TEXT PROVIDED
CONTRARY to current belief, petrol is still cheap. Without the tax, it would be only 30p per litre.

So, even tripling the current price to $200 barrel would only result in a pump price of £1.50 a litre, and at this price, the amount of recoverable oil is much more than the one trillion barrels quoted by Professor Whitelegg.

The declared reserves reflect those oil reserves now viable with current technology at today's prices. Four years ago, the amount of declared recoverable oil leapt by 20 per cent when 200 billion barrels of oil from Canada's Athabasca Tar Sands was added as the overhead of its extraction dropped to only $10 a barrel.

The present rise should see much of the Athabasca's potential two trillion barrels added along with even greater reserves from Venezuela's Orinoco basin. As the price rises, other forms of fossil fuel become viable.

Reserves of shale oil, also known as kerogen, are extensive, especially in North America. At $200 a barrel, we can make petrol from coal, just as the Nazis did and the world's reserves of coal are vast, with North America having the most.

In short, there is recoverable oil for hundreds of years to come.

DATA LINES

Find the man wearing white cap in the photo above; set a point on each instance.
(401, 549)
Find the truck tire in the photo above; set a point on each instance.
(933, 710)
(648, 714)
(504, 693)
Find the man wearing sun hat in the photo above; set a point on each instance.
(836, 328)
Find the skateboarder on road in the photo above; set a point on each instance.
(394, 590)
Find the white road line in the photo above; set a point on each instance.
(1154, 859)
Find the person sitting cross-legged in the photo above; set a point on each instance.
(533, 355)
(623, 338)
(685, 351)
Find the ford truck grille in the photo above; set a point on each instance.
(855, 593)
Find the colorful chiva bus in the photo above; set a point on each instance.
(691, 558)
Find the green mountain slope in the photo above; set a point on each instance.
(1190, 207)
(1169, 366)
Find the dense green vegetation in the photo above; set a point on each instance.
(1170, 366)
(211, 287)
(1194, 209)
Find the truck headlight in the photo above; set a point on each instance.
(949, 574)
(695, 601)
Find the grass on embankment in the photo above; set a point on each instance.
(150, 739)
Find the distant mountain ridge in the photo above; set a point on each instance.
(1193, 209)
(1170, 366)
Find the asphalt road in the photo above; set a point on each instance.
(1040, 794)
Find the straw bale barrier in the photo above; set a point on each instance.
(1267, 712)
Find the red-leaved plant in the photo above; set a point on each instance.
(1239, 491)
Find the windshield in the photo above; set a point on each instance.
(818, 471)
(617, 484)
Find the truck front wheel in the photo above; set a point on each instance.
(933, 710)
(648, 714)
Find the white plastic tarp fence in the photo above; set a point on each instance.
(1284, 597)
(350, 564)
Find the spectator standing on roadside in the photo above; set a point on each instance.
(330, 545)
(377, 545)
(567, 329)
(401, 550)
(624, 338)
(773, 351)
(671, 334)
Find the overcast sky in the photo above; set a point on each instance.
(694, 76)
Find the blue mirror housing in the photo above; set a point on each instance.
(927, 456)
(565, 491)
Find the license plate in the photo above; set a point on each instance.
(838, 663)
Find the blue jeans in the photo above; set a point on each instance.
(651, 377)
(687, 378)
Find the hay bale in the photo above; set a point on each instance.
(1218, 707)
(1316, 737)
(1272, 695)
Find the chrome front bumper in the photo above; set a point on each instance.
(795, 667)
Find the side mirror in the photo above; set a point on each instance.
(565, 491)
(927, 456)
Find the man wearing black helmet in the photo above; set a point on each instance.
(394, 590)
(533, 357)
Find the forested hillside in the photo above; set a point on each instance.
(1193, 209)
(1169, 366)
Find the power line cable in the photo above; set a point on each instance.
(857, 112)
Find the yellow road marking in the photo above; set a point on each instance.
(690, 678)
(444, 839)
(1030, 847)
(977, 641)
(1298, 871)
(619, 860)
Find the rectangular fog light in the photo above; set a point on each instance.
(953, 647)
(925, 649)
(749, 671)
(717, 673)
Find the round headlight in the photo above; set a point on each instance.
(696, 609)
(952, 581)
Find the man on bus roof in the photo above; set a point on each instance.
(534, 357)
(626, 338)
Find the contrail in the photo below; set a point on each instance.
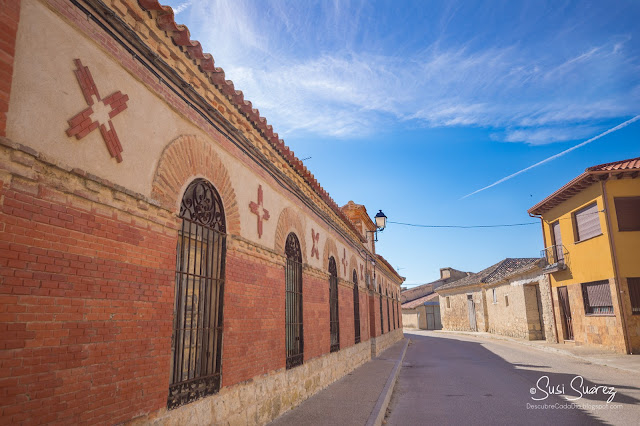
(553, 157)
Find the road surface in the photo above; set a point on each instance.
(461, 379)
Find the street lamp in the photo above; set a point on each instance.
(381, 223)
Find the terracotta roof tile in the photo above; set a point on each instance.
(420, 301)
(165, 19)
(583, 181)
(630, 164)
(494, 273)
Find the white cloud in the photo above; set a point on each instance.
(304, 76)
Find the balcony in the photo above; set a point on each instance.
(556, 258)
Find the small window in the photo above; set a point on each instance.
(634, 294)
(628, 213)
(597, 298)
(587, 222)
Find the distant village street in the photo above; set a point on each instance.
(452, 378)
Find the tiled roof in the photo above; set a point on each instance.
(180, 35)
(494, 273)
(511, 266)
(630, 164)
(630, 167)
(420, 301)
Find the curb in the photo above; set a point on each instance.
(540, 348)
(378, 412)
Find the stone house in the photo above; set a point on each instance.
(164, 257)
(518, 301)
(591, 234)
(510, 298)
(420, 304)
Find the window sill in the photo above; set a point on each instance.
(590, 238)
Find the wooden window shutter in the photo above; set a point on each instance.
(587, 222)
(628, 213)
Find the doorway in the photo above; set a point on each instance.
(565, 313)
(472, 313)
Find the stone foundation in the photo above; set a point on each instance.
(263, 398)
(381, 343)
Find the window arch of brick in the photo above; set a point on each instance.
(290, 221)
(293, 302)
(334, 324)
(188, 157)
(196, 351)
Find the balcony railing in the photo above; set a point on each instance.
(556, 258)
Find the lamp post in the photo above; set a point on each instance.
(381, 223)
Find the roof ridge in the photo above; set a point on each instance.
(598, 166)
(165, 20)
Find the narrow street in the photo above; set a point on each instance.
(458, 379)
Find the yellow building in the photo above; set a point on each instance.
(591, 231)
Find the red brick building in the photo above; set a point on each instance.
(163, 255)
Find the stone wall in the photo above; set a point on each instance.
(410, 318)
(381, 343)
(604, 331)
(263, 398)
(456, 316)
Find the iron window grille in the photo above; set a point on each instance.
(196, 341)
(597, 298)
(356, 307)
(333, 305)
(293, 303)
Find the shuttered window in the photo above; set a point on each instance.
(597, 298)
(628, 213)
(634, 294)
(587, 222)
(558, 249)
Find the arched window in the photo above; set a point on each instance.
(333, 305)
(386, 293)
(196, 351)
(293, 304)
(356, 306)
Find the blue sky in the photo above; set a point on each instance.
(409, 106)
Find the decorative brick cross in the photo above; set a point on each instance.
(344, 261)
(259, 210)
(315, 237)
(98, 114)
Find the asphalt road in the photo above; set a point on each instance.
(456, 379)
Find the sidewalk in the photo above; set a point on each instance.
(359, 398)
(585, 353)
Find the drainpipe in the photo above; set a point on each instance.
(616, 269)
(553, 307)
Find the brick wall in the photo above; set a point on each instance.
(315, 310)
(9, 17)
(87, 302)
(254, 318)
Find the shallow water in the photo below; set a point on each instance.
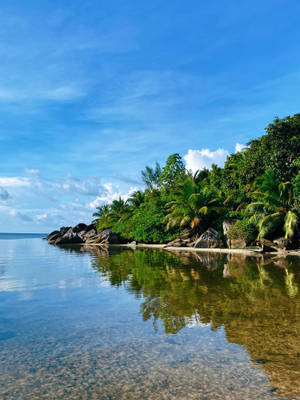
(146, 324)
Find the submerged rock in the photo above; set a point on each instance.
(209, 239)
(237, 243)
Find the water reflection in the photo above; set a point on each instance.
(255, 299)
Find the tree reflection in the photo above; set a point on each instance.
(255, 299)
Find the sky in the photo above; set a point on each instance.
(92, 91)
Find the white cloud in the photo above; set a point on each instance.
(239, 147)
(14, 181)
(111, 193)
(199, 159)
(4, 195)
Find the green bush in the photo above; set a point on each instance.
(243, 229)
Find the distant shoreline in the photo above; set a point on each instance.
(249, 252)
--
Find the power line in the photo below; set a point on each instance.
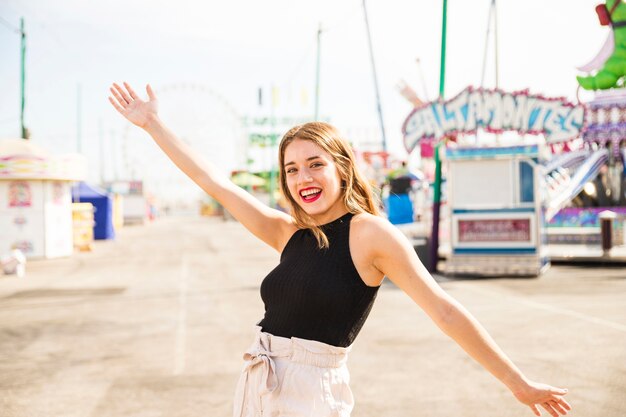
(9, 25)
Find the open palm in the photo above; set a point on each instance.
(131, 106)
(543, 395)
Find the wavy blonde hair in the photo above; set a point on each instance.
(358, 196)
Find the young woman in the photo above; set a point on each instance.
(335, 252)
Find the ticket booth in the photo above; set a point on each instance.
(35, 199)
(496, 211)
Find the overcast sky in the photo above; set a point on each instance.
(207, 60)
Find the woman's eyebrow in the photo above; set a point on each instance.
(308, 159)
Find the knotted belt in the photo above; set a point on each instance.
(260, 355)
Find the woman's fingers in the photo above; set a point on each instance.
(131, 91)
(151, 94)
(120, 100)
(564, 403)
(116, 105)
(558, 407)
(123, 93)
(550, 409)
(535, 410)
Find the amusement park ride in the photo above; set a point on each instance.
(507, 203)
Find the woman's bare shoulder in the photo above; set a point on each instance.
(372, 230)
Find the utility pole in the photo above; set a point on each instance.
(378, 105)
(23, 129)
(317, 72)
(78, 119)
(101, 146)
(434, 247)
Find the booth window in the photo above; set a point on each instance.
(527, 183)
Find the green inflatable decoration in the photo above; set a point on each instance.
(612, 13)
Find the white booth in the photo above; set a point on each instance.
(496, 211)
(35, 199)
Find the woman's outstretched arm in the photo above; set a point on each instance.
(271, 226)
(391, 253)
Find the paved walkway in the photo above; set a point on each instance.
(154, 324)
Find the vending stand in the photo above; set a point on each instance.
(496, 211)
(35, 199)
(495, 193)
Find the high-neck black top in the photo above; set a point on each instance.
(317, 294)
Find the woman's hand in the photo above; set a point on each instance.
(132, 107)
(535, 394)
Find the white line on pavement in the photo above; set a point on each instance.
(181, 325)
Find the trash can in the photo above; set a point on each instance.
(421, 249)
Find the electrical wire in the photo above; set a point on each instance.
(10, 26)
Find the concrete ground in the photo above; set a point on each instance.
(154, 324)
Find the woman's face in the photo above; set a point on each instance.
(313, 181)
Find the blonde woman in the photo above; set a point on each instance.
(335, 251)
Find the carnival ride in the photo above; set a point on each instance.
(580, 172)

REQUESTS
1. List every monetary price stated in the text about oil reserves, each with its unit.
2. In the entries, take the stretch that opens with the line containing "Find the man wearing white" and closes with the line containing "(1267, 712)". Write it out again with "truck" swapped for "lorry", leaving everything else as it is.

EXERCISE ANSWERS
1.
30p per litre
$200 a barrel
£1.50 a litre
$10 a barrel

2.
Find the man wearing white cap in the photo above; set a point on each instance.
(401, 549)
Find the lorry tire in the photo above; set a point on each instance.
(933, 710)
(648, 714)
(504, 693)
Find the man wearing sun hat in the photo above; set a point on each instance.
(836, 328)
Find the skateboarder on road in the photo above; set a point on each instance.
(394, 590)
Find the white road line in the photo above; set a point on each instance.
(1154, 859)
Find the person sitting cross-legged in the photo above; set a point on each instance.
(533, 355)
(623, 338)
(685, 351)
Find the ford lorry grille in the photo above; set a point on each instance.
(855, 593)
Find the colorful chiva bus in the photo above; set a point on each instance.
(691, 558)
Find the green mountain slope in the photo above; set a point on each instance.
(1190, 207)
(1169, 366)
Find the dense green vegetation in the photo above; set a point on each instance.
(1170, 366)
(211, 287)
(1194, 209)
Find the lorry headlight in the photo above; set a point on each instance.
(949, 574)
(695, 601)
Find the grass on embankment in the photo above; set a point on each instance.
(150, 739)
Find the distant mountain ridge in the photo above; set a point on each instance.
(1193, 209)
(1170, 366)
Find the asphalt road in the photo above; set a point on each instance.
(1040, 794)
Find the straw bale barrier in the photo above; set a point on each instance.
(1267, 712)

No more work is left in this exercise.